Items from a data source:
○ ○ ○
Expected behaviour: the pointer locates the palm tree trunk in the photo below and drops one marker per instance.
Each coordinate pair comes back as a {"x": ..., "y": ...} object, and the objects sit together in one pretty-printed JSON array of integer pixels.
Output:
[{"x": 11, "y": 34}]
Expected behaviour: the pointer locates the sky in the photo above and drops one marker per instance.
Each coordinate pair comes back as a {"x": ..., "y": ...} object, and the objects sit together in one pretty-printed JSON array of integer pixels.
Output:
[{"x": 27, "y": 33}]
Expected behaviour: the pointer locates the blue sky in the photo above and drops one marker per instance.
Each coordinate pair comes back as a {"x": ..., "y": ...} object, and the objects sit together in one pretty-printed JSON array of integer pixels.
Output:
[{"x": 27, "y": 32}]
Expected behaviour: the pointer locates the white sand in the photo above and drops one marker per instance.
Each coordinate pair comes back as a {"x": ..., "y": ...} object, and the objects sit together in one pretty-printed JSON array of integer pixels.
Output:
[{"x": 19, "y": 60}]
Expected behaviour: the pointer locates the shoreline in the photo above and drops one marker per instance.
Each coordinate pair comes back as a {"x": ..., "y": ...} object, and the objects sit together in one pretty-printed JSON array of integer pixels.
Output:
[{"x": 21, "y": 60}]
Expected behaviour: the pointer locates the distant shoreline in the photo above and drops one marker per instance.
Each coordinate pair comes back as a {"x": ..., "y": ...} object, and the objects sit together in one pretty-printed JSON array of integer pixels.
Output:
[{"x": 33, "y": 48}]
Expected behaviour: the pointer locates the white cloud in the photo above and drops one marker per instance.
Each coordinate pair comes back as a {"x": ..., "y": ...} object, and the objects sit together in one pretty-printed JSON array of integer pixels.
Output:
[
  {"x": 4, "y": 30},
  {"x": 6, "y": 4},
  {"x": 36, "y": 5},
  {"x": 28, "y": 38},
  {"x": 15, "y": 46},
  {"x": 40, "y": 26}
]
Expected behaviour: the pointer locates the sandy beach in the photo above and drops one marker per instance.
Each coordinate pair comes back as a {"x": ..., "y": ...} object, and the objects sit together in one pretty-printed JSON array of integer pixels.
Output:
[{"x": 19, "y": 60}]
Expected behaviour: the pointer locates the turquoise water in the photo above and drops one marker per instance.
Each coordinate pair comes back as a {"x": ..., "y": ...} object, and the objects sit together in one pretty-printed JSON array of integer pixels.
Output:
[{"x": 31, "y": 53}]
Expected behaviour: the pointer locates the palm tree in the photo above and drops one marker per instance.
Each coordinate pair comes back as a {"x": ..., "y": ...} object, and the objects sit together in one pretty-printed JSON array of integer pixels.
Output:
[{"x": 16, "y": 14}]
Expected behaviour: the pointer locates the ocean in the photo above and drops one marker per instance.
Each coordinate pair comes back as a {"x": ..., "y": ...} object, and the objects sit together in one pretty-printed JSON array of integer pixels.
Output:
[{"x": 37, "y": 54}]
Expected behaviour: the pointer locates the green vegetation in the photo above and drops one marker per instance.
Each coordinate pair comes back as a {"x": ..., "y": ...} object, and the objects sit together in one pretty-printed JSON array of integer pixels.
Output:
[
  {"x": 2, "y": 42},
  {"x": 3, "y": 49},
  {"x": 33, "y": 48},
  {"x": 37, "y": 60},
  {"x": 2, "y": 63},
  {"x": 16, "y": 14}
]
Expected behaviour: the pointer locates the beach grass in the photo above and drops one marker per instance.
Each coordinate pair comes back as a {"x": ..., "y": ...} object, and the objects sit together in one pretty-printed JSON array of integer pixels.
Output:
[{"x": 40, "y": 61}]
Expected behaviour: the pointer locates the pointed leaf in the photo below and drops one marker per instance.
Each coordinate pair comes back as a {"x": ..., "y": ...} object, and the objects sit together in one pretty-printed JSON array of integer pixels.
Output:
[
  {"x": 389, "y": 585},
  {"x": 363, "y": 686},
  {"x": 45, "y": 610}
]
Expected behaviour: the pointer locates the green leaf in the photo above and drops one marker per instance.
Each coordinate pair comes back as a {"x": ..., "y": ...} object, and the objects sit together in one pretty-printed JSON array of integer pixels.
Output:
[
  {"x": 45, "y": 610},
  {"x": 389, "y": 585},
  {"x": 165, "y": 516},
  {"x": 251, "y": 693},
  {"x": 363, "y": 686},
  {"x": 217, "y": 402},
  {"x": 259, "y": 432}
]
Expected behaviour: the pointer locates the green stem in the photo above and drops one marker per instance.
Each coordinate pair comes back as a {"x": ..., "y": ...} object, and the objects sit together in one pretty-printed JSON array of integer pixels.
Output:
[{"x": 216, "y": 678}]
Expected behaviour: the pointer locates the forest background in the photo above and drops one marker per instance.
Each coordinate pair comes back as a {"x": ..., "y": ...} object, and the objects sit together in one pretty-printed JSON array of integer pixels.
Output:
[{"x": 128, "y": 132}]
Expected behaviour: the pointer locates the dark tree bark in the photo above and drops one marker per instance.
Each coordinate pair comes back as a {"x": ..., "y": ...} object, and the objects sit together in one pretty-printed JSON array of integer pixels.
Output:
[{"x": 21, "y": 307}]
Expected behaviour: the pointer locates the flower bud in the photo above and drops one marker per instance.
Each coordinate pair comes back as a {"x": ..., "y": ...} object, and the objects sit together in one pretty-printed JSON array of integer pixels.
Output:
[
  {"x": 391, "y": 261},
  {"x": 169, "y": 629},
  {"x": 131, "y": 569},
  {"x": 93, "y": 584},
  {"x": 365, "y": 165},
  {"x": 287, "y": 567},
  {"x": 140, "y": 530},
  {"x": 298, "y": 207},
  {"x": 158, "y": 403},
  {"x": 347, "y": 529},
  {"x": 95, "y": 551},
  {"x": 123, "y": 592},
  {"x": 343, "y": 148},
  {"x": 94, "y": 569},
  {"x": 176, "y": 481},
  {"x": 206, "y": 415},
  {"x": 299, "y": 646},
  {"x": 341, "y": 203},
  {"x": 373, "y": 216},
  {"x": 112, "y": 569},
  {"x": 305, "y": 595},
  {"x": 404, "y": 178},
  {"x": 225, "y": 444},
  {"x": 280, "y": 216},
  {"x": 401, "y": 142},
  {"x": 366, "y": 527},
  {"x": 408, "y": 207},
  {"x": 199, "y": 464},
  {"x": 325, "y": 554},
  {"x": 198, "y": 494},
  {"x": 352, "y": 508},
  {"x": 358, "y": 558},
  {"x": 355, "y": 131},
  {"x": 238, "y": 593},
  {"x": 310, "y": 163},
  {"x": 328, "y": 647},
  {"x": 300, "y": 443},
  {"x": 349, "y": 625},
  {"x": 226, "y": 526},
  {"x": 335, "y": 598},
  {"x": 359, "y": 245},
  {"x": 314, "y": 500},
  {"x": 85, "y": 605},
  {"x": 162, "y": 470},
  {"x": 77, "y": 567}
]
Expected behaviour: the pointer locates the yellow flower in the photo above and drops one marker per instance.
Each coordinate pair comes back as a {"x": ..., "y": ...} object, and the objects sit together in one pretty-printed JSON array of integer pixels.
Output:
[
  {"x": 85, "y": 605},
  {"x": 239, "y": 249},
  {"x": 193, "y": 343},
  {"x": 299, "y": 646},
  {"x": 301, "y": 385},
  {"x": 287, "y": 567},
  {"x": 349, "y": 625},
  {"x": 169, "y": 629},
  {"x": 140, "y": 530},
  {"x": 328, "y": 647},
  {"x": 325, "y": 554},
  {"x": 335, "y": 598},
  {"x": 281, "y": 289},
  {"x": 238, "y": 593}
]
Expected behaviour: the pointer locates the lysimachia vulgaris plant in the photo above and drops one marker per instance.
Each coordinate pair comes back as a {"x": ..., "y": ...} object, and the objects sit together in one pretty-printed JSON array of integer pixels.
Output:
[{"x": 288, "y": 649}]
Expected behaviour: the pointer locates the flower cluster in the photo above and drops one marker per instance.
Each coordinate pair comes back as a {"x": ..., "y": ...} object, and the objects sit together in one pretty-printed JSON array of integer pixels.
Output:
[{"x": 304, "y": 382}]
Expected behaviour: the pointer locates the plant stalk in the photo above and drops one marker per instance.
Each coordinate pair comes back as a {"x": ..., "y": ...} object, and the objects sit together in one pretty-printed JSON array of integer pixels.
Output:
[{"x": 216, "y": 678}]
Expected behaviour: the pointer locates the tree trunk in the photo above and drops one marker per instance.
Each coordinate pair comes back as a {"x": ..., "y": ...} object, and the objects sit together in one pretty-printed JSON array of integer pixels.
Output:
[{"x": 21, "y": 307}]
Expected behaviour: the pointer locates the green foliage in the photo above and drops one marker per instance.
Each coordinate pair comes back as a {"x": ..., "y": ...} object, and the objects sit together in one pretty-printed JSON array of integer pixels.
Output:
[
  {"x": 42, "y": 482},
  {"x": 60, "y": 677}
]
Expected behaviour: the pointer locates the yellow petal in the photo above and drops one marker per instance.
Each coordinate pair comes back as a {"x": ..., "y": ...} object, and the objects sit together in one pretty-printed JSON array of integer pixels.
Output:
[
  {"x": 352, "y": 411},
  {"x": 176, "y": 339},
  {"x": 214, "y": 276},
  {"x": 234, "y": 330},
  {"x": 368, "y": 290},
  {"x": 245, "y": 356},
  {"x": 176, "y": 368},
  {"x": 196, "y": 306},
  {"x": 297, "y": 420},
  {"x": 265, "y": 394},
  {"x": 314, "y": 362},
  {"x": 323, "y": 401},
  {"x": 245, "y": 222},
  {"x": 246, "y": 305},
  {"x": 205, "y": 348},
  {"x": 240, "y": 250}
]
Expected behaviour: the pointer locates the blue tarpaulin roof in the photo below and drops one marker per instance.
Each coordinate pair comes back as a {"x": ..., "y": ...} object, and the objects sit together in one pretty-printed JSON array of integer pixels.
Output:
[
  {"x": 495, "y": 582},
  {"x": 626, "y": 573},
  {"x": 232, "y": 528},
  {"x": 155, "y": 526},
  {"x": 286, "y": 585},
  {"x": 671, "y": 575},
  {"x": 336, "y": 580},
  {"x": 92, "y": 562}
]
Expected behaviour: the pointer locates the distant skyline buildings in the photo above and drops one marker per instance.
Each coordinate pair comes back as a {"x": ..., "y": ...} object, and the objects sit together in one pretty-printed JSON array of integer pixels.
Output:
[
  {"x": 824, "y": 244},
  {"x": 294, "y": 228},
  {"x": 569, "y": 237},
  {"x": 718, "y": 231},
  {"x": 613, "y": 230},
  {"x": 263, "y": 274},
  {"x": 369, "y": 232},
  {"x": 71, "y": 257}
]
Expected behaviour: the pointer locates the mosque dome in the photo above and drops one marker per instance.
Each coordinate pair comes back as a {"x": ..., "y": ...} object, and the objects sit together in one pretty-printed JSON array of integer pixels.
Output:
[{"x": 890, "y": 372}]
○ ○ ○
- _WORK INSTRUCTION_
What you retype should run from the first line of the entries above through the line containing "Expected behaviour: the pointer locates the white sand", exactly and in full.

- _EXERCISE SOLUTION_
Expected behaviour: the pointer locates the palm tree trunk in the photo below and drops one marker per instance.
Each coordinate pair comes back as a {"x": ..., "y": ...} object, and the objects sit together in one pretty-printed JSON array of integer pixels.
Output:
[{"x": 11, "y": 34}]
Expected behaviour: the pointer locates the sky in the photo above and drops one marker per instance.
Each coordinate pair comes back as a {"x": ..., "y": ...} object, and the objects sit together in one pretty-printed JSON array of integer pixels.
Output:
[{"x": 27, "y": 33}]
Expected behaviour: the pointer locates the blue sky in the photo above and drops one marker per instance.
Each coordinate pair comes back as a {"x": ..., "y": ...} object, and the objects sit together in one pretty-printed JSON array of integer pixels.
Output:
[{"x": 27, "y": 32}]
Expected behaviour: the pointer locates the white sand in the photo above and drops one marker per instance.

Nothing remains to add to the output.